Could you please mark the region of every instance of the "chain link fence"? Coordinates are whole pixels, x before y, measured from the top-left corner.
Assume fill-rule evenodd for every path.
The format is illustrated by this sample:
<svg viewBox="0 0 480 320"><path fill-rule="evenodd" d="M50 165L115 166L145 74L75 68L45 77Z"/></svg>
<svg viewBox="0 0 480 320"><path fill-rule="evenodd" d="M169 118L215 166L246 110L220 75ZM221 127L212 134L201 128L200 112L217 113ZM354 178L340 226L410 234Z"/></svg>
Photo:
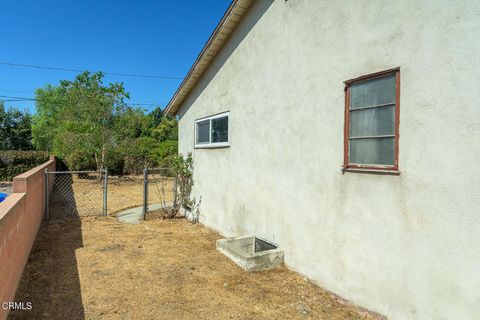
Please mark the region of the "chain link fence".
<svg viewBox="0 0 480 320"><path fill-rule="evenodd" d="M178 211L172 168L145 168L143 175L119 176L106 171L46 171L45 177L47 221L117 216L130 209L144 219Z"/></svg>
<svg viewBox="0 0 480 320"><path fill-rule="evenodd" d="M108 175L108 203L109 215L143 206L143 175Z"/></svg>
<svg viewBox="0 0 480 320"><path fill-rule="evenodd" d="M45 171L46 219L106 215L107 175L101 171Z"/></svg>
---
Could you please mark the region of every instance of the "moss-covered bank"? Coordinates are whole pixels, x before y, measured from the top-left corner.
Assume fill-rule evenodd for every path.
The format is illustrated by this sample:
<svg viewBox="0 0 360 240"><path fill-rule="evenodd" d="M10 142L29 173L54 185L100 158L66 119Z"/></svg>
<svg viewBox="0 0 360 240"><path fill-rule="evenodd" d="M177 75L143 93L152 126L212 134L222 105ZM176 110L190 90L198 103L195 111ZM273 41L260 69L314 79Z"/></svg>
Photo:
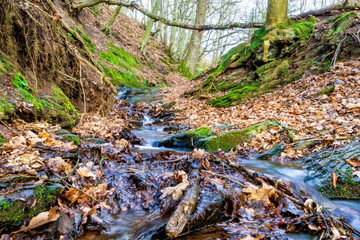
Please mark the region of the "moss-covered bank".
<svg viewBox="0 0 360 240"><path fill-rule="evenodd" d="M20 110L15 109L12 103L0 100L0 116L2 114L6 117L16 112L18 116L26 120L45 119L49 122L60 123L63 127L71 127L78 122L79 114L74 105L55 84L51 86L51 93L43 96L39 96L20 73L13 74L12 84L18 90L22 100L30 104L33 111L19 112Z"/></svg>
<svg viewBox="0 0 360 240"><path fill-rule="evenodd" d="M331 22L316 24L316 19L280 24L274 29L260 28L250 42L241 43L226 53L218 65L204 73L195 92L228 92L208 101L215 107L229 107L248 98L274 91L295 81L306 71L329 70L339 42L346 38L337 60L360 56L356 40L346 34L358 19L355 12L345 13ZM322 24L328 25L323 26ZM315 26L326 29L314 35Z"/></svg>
==
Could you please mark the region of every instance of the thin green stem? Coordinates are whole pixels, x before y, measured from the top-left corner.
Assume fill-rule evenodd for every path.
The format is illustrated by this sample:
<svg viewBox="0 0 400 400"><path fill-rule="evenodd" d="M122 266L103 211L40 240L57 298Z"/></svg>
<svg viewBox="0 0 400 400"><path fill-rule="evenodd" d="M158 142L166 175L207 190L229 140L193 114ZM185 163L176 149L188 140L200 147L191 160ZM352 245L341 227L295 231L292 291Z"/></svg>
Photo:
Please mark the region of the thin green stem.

* **What you will do**
Of all the lines in the entries, count those with the string "green", and report only that number.

* **Solution for this task**
2